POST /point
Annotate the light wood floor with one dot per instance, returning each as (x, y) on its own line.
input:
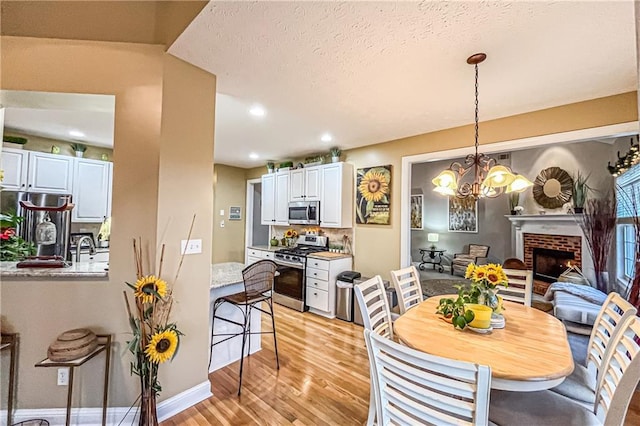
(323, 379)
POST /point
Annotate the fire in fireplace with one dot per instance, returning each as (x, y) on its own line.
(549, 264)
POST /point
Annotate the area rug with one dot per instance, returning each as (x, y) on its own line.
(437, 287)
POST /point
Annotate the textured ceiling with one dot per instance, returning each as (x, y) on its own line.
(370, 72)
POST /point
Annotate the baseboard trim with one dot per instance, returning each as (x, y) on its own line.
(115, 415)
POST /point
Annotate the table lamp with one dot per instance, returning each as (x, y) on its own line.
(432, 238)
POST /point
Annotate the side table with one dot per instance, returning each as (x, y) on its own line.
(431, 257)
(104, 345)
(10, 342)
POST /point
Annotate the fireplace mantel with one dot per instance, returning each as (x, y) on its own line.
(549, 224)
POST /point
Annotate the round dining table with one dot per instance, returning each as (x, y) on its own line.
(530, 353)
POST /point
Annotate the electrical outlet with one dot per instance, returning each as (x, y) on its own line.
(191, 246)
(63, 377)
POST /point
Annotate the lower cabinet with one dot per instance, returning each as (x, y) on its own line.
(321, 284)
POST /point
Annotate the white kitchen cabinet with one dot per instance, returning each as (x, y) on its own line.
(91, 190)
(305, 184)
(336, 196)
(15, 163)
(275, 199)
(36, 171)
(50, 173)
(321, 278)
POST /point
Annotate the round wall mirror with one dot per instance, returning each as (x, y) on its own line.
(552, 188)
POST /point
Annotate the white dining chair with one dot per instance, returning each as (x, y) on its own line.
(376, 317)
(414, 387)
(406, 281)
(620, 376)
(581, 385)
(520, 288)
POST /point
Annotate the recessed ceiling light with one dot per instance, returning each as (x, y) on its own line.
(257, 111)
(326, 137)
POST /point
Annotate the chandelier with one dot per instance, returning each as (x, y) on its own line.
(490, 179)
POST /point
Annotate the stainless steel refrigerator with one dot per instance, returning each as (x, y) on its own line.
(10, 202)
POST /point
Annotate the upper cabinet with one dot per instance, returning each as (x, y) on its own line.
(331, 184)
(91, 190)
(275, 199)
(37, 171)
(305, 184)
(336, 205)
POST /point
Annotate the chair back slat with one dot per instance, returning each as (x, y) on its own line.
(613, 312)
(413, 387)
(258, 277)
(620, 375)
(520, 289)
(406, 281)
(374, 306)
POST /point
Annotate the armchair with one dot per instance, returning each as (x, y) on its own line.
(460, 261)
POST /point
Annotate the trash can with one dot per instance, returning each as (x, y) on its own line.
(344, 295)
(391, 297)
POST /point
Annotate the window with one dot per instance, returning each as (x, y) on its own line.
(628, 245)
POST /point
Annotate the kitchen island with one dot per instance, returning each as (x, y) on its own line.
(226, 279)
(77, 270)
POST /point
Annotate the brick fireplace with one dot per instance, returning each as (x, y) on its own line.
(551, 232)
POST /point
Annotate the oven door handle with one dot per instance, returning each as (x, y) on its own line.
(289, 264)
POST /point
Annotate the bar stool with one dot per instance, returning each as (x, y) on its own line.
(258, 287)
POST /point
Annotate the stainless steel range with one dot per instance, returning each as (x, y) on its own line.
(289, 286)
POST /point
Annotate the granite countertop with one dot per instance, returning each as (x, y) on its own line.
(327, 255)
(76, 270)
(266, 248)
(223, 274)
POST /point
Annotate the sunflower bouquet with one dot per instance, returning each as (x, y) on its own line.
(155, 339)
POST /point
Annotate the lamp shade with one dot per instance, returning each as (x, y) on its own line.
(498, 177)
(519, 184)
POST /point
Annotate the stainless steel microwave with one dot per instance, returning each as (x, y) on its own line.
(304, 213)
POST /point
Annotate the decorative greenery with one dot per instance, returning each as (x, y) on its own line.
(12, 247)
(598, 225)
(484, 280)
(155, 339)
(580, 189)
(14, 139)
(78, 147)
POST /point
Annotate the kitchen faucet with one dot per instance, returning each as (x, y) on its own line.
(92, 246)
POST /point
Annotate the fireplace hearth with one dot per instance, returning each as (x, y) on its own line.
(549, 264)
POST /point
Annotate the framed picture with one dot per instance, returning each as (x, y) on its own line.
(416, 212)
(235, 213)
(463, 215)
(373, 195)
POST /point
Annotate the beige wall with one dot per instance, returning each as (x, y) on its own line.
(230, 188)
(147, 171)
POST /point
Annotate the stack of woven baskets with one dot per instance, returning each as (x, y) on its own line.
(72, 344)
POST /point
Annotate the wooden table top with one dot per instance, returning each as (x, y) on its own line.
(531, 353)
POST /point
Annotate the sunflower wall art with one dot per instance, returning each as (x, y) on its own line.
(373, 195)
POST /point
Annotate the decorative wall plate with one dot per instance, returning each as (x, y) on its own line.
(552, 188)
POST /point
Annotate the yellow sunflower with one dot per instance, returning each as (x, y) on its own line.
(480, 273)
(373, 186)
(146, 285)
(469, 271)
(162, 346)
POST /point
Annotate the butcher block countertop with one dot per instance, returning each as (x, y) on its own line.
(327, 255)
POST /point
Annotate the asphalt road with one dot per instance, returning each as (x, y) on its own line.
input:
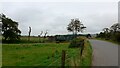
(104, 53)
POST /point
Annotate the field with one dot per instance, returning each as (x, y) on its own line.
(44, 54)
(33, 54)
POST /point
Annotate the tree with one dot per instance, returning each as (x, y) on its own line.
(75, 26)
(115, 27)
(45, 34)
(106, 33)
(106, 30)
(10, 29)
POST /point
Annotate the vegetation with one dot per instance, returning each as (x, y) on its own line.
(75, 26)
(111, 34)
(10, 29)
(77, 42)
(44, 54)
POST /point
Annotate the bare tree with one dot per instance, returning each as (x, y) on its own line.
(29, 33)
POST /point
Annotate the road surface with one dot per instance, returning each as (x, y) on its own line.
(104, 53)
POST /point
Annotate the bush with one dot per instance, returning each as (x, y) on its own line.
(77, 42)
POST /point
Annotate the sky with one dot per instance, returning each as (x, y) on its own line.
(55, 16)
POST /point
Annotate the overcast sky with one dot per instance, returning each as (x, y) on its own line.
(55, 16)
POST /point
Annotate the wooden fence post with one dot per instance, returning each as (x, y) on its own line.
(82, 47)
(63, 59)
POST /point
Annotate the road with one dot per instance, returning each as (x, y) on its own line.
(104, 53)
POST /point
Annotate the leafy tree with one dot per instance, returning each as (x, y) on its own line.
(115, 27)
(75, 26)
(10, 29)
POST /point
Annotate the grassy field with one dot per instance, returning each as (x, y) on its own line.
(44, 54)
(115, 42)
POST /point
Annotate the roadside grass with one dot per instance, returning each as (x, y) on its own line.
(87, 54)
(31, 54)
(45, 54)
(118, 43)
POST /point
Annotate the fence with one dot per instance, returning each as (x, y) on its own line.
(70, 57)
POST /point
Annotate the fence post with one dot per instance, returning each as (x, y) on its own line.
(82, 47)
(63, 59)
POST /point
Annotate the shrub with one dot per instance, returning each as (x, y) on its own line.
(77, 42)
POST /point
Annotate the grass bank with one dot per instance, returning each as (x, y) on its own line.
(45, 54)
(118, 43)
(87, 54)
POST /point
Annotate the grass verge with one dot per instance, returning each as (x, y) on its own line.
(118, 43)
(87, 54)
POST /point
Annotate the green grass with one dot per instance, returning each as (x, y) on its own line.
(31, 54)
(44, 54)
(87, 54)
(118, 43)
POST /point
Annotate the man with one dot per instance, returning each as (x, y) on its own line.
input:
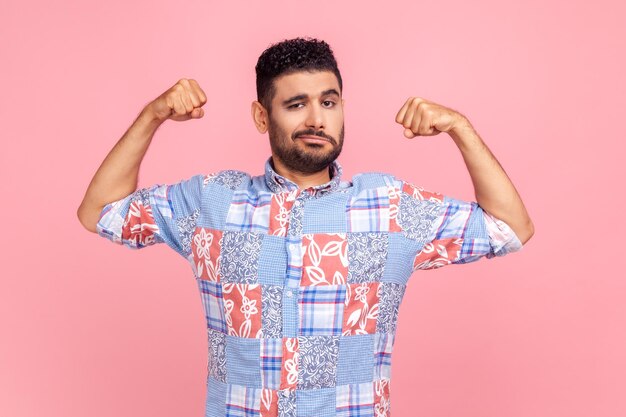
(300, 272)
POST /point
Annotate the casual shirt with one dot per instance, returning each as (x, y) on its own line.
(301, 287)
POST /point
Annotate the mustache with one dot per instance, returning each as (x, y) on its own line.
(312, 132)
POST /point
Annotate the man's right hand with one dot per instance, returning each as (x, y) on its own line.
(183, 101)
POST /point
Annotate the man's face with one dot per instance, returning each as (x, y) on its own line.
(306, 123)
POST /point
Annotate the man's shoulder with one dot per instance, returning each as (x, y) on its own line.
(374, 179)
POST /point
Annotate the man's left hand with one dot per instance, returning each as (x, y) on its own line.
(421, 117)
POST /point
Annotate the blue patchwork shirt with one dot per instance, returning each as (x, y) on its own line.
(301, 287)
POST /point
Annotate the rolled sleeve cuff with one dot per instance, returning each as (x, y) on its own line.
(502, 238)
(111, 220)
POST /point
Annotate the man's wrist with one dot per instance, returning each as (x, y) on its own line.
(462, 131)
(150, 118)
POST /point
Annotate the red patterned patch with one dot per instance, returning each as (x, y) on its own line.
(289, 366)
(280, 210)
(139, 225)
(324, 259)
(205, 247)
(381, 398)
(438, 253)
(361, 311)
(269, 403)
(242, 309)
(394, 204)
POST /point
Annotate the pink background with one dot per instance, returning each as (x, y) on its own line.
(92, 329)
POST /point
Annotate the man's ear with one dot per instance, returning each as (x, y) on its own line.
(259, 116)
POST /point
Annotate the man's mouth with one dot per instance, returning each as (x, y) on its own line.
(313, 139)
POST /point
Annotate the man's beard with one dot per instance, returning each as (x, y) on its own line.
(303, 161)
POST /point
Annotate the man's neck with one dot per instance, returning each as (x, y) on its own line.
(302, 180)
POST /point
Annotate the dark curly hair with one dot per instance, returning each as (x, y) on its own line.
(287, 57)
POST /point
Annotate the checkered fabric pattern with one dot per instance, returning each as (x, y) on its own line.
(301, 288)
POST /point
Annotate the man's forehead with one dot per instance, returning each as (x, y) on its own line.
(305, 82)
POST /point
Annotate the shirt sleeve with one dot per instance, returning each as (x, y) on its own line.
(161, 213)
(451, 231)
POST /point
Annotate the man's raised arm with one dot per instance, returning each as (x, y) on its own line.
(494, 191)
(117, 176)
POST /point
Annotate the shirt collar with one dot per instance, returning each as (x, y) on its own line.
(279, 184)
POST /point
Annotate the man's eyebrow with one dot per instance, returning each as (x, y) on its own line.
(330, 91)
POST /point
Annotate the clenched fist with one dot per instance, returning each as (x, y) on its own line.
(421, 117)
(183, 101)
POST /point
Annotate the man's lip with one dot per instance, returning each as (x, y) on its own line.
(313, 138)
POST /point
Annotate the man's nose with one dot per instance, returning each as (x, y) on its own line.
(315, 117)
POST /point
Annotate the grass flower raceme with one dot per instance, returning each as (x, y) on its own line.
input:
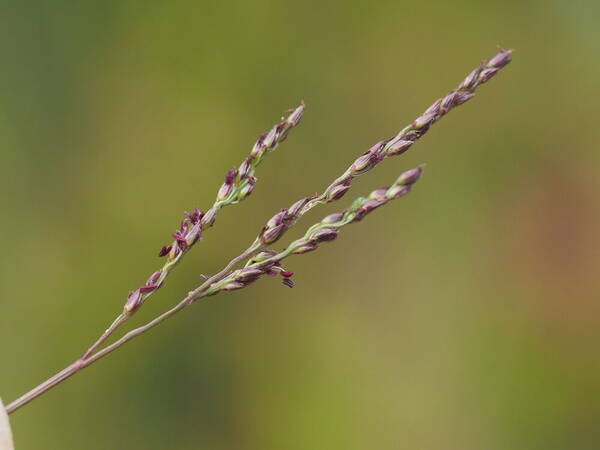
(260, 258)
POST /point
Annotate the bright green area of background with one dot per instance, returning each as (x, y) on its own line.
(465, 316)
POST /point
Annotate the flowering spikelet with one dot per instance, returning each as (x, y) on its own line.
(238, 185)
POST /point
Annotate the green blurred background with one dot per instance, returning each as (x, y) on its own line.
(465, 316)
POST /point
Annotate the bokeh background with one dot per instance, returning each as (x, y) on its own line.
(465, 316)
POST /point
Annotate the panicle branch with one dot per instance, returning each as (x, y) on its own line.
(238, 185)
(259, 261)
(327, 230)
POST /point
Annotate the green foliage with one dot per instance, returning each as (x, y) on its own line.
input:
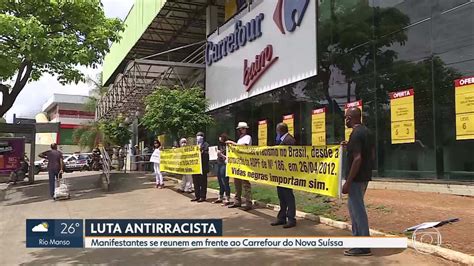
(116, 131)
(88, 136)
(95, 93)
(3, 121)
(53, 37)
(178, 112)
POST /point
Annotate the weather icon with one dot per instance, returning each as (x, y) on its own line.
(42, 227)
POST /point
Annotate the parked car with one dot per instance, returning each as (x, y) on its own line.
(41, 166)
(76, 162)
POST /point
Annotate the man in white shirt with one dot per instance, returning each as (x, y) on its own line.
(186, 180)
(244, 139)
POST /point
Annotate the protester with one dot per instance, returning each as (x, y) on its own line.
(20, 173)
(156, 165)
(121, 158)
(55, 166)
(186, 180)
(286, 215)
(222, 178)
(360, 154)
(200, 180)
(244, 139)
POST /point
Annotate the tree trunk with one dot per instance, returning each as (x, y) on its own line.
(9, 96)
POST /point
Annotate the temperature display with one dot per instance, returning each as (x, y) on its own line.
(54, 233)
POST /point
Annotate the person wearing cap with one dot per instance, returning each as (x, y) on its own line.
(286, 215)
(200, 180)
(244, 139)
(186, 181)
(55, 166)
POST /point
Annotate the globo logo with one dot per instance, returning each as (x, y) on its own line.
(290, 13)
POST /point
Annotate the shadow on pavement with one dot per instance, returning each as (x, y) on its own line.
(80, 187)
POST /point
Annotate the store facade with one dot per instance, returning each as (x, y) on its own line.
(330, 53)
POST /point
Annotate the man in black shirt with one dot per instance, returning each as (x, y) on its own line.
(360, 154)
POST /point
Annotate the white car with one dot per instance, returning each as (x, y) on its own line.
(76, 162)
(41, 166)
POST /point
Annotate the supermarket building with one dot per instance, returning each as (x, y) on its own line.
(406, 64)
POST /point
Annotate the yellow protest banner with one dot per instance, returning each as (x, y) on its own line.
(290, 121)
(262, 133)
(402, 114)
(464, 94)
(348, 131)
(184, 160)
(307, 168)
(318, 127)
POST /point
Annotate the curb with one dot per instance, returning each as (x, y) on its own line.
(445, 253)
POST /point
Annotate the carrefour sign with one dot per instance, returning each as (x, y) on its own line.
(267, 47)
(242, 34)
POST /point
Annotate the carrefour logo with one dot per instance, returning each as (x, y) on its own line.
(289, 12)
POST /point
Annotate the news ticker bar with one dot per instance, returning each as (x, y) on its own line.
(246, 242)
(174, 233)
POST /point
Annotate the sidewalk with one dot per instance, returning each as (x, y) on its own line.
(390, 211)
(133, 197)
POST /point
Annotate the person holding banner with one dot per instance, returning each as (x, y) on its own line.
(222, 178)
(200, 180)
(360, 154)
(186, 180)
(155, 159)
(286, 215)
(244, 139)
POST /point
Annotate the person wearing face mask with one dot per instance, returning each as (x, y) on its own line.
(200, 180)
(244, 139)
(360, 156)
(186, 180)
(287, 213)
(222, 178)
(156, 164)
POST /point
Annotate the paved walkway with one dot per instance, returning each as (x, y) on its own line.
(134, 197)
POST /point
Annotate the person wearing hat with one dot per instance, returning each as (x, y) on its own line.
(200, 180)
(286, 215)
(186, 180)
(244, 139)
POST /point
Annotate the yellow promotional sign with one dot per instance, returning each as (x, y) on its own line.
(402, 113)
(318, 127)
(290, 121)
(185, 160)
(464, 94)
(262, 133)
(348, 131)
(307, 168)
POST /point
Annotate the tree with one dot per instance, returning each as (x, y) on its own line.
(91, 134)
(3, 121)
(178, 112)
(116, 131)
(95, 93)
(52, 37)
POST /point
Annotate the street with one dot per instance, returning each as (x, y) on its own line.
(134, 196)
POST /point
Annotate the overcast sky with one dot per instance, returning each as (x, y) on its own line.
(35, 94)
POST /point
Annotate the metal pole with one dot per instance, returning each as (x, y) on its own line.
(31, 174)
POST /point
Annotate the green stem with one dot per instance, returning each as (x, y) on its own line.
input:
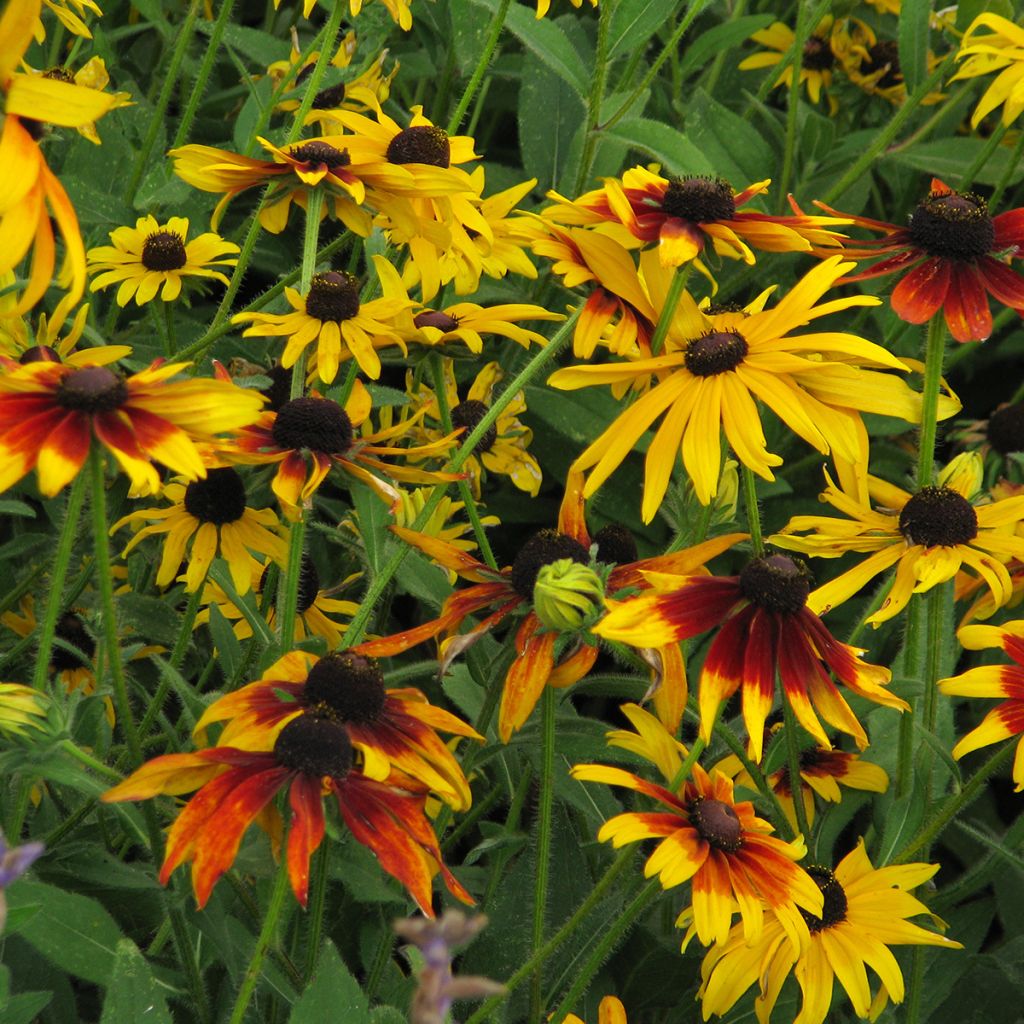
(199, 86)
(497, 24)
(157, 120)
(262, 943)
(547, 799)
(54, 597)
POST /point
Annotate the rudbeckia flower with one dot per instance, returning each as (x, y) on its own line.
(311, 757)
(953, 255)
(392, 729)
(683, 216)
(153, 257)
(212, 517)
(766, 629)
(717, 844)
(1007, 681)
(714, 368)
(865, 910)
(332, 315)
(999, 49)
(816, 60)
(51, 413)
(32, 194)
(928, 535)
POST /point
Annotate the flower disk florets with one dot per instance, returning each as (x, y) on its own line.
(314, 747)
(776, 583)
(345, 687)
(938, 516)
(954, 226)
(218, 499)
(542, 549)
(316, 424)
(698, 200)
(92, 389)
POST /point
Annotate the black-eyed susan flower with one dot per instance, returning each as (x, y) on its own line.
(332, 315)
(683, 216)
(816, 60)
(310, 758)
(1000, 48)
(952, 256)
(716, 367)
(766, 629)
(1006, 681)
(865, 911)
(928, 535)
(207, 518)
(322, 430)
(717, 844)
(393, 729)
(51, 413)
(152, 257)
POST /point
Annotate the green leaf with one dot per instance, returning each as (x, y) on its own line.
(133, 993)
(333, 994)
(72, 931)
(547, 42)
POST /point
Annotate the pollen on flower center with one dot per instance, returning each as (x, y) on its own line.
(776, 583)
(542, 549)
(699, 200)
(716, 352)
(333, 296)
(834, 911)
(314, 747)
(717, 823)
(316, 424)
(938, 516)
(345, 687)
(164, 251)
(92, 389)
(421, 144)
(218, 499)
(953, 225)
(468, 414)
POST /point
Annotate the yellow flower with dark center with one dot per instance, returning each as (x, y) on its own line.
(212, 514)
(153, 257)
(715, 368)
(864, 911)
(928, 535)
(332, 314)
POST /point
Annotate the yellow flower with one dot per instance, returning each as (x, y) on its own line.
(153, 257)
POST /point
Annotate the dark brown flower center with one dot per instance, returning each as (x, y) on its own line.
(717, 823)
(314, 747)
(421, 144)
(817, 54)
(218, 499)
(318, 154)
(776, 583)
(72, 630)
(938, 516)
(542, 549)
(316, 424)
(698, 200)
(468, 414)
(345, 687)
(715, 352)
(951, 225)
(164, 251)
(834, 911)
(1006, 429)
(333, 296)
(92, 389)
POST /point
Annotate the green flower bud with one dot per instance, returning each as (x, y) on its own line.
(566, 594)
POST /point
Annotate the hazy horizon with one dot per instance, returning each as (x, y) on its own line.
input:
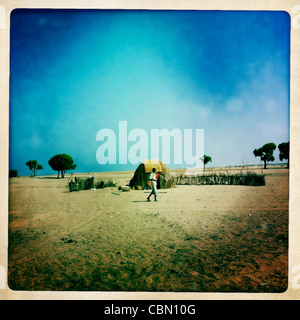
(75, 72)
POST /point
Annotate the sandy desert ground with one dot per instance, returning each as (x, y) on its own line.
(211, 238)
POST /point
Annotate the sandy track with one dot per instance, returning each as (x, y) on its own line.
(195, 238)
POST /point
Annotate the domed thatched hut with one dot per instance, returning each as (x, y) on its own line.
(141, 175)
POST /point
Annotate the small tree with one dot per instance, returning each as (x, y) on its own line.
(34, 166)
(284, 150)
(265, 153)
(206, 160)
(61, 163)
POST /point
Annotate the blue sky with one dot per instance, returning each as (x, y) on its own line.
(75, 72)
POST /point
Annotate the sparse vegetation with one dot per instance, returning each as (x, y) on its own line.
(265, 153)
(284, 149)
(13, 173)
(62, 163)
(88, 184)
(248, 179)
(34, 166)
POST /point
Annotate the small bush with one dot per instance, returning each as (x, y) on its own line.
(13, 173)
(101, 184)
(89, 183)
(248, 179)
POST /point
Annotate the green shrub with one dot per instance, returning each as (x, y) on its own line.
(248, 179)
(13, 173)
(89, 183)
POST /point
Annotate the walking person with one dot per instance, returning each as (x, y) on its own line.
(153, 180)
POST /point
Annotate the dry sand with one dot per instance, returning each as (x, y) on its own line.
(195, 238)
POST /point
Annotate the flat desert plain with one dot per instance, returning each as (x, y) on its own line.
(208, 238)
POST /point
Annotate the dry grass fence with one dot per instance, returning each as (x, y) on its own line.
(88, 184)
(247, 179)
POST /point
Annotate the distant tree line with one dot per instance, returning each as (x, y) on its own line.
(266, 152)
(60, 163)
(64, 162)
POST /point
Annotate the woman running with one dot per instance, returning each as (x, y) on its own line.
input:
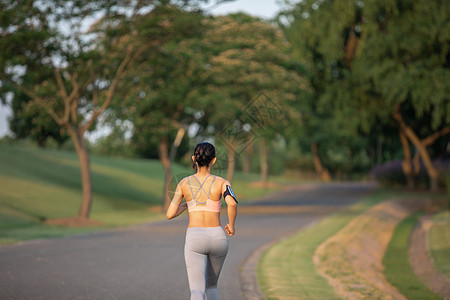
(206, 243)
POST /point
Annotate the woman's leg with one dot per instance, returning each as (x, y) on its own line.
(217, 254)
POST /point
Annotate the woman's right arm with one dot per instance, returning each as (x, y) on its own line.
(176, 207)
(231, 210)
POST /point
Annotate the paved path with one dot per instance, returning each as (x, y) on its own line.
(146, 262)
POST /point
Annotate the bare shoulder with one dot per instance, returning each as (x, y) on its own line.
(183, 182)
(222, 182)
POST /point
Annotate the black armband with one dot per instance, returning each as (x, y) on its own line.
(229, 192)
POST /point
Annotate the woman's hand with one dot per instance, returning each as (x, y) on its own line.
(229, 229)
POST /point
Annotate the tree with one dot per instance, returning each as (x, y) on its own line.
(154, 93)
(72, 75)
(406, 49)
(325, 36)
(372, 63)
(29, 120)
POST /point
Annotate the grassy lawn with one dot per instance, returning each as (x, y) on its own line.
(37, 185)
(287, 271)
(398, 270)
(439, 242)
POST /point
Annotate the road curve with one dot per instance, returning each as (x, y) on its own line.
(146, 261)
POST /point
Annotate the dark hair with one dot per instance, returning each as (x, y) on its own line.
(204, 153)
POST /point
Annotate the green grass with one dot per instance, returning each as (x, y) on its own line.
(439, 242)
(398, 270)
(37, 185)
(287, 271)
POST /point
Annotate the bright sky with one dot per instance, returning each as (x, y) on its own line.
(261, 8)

**Exercise details:** Please collect every line of the data above that contains the string "woman", treating uppercase and lowercase as different.

**Expected output:**
Annotate the woman running with one dot per instance, returning each as (x, y) on its own line.
Annotate the woman's leg with one dot per instance, returning each as (x, y) on its own line.
Annotate the woman's right arm with one dot per instance, returning each as (x, y) on its own line.
Annotate the woman's hand with one dot per instance, returning each as (x, y) on its own line.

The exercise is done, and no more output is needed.